Entries supplied START

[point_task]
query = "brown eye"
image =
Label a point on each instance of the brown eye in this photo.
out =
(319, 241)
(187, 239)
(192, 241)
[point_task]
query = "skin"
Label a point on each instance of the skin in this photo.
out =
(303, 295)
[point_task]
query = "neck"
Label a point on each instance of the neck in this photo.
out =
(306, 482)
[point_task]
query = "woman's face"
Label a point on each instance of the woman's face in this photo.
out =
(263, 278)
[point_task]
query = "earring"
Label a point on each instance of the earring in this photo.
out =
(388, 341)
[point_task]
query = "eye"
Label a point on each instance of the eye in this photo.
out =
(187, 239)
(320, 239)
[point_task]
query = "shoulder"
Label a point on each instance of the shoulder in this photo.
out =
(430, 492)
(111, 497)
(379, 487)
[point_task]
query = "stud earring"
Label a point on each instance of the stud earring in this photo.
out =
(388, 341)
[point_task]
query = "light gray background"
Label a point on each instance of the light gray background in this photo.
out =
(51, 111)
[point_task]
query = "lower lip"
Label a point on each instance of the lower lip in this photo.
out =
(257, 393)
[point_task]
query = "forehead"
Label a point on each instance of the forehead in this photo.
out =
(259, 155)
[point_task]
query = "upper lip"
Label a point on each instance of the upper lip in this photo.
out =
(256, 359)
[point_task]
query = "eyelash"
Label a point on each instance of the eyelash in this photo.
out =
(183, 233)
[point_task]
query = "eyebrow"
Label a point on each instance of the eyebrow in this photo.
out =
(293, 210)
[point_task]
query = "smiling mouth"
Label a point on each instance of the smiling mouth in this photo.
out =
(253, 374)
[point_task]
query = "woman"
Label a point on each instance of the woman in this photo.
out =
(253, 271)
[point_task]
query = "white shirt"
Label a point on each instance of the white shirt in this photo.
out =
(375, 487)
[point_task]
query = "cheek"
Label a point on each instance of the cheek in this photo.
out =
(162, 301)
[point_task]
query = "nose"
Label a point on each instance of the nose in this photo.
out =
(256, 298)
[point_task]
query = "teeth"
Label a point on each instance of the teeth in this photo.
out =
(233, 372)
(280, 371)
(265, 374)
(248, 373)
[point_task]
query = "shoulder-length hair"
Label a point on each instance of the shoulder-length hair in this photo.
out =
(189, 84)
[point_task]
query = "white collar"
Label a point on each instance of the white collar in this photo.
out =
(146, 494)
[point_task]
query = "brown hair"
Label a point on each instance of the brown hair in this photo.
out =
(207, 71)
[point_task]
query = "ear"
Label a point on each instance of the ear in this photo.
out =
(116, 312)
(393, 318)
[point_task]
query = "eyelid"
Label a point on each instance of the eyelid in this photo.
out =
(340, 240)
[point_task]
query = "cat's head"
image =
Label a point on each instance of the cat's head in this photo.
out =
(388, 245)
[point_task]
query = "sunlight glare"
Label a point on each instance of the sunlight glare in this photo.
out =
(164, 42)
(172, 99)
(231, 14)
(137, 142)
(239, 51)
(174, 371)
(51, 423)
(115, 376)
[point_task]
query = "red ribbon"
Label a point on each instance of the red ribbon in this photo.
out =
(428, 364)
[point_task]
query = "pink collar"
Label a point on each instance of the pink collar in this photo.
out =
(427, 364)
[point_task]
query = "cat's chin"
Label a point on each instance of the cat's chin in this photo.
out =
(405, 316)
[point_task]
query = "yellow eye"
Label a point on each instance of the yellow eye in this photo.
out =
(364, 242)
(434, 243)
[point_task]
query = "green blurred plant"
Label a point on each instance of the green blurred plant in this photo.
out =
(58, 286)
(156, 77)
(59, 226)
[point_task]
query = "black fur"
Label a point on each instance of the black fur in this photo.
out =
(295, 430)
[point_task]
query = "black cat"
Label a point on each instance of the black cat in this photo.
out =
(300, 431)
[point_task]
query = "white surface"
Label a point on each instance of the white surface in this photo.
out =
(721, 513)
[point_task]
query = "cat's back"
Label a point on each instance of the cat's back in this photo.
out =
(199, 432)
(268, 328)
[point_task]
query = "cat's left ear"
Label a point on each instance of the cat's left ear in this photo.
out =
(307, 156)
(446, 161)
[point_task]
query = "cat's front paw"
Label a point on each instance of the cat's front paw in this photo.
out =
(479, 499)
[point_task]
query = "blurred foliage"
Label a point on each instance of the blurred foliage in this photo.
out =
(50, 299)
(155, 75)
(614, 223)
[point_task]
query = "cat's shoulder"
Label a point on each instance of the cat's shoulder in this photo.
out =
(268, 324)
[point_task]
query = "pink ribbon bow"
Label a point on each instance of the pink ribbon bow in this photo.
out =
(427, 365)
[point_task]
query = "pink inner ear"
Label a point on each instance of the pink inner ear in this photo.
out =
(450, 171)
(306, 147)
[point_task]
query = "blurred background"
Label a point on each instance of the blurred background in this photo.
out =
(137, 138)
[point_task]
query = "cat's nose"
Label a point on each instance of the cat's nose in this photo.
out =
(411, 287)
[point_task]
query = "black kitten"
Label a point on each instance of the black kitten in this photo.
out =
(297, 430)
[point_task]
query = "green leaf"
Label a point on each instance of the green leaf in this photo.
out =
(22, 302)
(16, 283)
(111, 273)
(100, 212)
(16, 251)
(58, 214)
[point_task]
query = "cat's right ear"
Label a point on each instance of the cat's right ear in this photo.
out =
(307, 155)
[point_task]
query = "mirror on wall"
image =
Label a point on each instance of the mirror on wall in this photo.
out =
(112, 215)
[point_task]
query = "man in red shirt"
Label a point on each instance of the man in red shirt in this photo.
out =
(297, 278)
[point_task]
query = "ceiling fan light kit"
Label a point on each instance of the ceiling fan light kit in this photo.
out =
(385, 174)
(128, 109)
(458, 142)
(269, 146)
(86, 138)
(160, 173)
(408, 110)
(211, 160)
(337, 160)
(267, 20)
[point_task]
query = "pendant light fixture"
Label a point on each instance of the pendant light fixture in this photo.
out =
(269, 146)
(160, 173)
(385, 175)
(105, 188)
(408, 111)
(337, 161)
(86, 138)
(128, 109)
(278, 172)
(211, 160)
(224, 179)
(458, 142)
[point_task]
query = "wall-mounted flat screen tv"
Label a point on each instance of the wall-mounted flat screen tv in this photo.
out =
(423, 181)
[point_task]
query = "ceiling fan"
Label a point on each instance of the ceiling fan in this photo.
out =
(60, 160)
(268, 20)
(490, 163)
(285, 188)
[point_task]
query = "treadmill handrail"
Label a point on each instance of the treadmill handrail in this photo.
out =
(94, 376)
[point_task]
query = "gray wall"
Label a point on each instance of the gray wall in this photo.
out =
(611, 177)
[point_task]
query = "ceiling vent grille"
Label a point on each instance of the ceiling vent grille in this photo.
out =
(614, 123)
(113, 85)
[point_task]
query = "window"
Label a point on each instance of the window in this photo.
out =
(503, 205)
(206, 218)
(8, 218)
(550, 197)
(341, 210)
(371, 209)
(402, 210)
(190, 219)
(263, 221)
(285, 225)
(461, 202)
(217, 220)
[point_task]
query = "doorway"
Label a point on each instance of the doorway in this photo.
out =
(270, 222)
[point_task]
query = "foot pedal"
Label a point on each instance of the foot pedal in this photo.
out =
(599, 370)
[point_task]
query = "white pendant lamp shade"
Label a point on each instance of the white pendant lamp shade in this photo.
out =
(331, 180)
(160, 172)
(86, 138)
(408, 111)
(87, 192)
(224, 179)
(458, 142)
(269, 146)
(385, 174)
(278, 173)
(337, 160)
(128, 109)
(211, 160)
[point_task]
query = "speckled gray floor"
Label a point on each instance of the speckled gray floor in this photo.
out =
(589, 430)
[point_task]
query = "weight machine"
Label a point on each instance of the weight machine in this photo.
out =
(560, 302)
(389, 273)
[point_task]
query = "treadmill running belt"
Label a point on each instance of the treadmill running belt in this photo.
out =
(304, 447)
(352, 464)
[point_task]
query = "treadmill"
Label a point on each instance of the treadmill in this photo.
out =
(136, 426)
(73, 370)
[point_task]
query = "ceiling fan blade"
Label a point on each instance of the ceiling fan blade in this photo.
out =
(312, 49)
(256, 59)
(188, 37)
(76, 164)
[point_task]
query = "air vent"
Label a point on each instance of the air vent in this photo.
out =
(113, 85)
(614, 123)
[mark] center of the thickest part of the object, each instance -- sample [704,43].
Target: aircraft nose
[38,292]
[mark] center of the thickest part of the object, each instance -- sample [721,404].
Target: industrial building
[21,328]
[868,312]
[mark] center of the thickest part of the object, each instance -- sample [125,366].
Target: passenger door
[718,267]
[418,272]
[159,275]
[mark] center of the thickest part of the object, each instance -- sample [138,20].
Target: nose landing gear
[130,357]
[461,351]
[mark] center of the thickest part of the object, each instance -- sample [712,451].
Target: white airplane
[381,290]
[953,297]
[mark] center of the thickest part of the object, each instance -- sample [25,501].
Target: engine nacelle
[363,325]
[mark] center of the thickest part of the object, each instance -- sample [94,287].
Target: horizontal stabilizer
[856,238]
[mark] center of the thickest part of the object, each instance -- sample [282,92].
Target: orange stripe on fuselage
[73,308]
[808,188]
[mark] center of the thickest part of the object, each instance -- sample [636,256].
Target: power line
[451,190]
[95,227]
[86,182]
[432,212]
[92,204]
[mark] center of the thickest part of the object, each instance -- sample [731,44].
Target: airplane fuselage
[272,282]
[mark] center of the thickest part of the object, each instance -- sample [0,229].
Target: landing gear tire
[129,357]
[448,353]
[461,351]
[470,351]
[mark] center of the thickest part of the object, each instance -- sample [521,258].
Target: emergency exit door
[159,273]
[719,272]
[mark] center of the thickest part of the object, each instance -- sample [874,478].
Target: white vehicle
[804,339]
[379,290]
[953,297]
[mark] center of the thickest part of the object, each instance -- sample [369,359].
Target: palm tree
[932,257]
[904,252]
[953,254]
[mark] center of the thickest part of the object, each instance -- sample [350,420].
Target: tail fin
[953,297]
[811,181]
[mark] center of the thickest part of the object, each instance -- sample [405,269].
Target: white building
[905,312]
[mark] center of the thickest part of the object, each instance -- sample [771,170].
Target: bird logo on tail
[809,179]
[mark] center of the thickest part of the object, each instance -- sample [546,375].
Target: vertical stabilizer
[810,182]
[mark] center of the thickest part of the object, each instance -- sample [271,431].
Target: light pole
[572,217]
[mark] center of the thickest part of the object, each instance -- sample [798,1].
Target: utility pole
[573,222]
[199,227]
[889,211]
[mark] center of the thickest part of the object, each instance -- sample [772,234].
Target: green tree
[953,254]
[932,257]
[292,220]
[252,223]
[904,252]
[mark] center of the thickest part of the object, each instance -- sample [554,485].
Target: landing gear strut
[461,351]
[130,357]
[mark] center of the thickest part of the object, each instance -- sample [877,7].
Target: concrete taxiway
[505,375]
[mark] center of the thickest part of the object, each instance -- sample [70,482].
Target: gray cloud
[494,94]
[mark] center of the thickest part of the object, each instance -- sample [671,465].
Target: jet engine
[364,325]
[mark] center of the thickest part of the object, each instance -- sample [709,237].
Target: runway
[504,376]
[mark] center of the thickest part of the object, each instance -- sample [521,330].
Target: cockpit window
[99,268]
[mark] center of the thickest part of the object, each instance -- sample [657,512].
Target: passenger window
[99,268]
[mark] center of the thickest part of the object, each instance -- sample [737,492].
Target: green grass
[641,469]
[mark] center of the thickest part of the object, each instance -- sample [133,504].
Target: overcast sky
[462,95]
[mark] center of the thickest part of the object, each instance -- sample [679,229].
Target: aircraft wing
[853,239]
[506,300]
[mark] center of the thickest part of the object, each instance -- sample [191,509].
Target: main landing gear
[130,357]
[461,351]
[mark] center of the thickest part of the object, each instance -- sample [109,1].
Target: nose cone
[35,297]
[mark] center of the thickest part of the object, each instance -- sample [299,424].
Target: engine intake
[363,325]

Entries supplied END

## Work instruction
What belongs in the answer is each line of the data that has the word "doorway".

## Answer section
query = "doorway"
Label a point on each instance of the doorway in this photo.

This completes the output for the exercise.